WHAT YOU ARE ASKED TO DO
Reproduce every record below exactly as it appears.

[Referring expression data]
---
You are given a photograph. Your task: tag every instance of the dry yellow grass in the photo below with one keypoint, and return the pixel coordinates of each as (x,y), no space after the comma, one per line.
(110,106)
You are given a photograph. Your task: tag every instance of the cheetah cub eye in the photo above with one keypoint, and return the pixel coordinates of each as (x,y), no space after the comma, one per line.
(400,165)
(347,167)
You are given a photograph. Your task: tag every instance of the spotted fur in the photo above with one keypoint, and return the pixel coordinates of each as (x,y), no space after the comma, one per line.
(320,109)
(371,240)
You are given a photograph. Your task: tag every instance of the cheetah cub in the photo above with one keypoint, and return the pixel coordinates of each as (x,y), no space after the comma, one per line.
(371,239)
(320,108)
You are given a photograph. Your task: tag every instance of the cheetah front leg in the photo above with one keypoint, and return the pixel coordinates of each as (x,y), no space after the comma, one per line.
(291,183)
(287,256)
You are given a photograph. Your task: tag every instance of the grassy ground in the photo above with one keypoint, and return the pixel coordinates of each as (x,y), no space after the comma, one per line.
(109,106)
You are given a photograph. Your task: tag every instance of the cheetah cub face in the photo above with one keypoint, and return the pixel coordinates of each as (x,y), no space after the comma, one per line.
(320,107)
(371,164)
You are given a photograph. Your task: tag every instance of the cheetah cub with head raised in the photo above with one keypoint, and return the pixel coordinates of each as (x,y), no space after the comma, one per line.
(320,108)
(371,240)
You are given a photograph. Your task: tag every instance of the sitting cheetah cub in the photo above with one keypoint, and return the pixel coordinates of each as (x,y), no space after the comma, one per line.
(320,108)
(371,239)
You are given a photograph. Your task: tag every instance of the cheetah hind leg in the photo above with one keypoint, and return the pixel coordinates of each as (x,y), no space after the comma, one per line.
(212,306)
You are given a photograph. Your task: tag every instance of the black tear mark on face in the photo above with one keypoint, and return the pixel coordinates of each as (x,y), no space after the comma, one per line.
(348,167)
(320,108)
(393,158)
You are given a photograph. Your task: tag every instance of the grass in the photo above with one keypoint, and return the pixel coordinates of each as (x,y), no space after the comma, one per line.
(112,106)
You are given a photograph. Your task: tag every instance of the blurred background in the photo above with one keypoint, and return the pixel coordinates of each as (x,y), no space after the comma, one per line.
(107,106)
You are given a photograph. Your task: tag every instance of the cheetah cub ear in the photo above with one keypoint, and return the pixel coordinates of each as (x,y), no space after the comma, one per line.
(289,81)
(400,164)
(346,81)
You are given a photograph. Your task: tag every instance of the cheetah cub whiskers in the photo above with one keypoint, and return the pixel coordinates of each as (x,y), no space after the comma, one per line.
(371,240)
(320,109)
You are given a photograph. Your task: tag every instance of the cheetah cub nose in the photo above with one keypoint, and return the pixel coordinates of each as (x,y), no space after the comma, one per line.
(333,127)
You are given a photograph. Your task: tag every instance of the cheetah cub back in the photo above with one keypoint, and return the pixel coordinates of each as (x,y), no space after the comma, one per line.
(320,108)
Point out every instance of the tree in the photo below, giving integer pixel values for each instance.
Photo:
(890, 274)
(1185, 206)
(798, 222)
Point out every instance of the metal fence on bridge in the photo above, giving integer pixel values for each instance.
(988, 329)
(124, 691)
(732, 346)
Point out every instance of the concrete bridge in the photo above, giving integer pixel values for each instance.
---
FINISHED EXERCISE
You are given a photograph. Your task: tag every instance of the dry yellow grass in the photo below with one keypoint, and return the pixel coordinates of each as (x,y), no space after the comma, one per line.
(110,106)
You are given a photograph. Your task: tag every instance of the cheetah cub eye in the photo above with one keypoint, and return the pixel coordinates of each as (x,y), no space after the comma, one per line.
(400,165)
(347,167)
You are given a photograph. Your task: tag every instance of the spotted fur in the photo above with one keypoint, and return the pixel coordinates of each as (x,y), no space after the comma, one per line.
(320,109)
(371,240)
You are given a photograph. Your task: tag every instance of the cheetah cub in the photo above with one keypoint, and return the pixel coordinates of each as (x,y), no space after the comma, one per line.
(371,239)
(320,108)
You are given a photograph. Your task: tag every instance of the cheetah front leg in the photo above with one keypoint, and return the pixel coordinates of each as (x,y), no space after the comma, one per line.
(291,183)
(287,256)
You are given a photograph. Your task: tag every instance of the grassy ground in the photo above with one keypoint, and return the pixel coordinates of each as (x,y), no space after the comma, one per line.
(109,106)
You are given a photograph. Your task: tag every instance of the cheetah cub face in the photo above with one keypoint, and return the pixel coordinates of each as (x,y), no space after the comma, one per line.
(320,107)
(371,164)
You are given a photograph. Your task: tag every instance of the cheetah cub with head raised in the photo above with one keypoint, and return the pixel coordinates of each as (x,y), no space after the comma, one per line.
(320,108)
(371,240)
You are given a photograph. Your task: tag every instance of the sitting cheetah cub in the photo above with one keypoint, and return the pixel coordinates of each as (x,y), no space after the comma, one per line.
(320,108)
(371,239)
You are given a photograph. Your task: tag every instance of the cheetah hind leg in the photo above with one keypoint, and return the pixel coordinates of each as (x,y), no space after the comma, one per line.
(212,306)
You are given a photograph. Your task: tag every instance of the black tear mark on face in the photo above with one keypoint, and return the pixel coordinates of each as (x,y), no space after the comma, one per line.
(348,167)
(320,108)
(393,158)
You are given a photograph. Your task: tag every instance of the grass in the photo above with one keypoint, and return the pixel coordinates of each as (x,y), no space after the comma, one per line.
(112,106)
You are given a photograph. Your task: tag every instance of the blurred background in the photo above with one keypoint, and return the pixel coordinates of each as (x,y), no space after the comma, one per line.
(107,106)
You are given a photograph. Your task: tag every instance of the cheetah cub ear in the photo above with one keypoint, and return the pixel coordinates of each as (x,y), no space after the comma, one per line.
(289,81)
(400,164)
(346,81)
You are given a photograph. Your task: tag every instance of the cheetah cub whiskers in the photo above with one keypoint, and return the pixel coordinates of each as (x,y), no space after the comma, one per line.
(371,240)
(320,109)
You are given a photograph. Your task: tag every instance of the cheetah cub nose in the photo above with one keypoint, and return the pixel coordinates of each as (x,y), no space after the comma, one per line.
(333,127)
You are given a photograph. Your task: tag every instance of the cheetah cub back in the photo above with one keypoint, and return the pixel coordinates of each as (x,y), no space after the comma, one per line.
(320,108)
Point out every instance of the tree in the photo below, giving integer pixel values for each instance.
Photo:
(890, 274)
(1185, 206)
(798, 222)
Point out every instance of the metal fence on bridge in the photo above, giving integer pixel values for each instance.
(988, 329)
(124, 691)
(732, 346)
Point out every instance of the concrete bridge in the photo above, giving integer pixel values for each instance.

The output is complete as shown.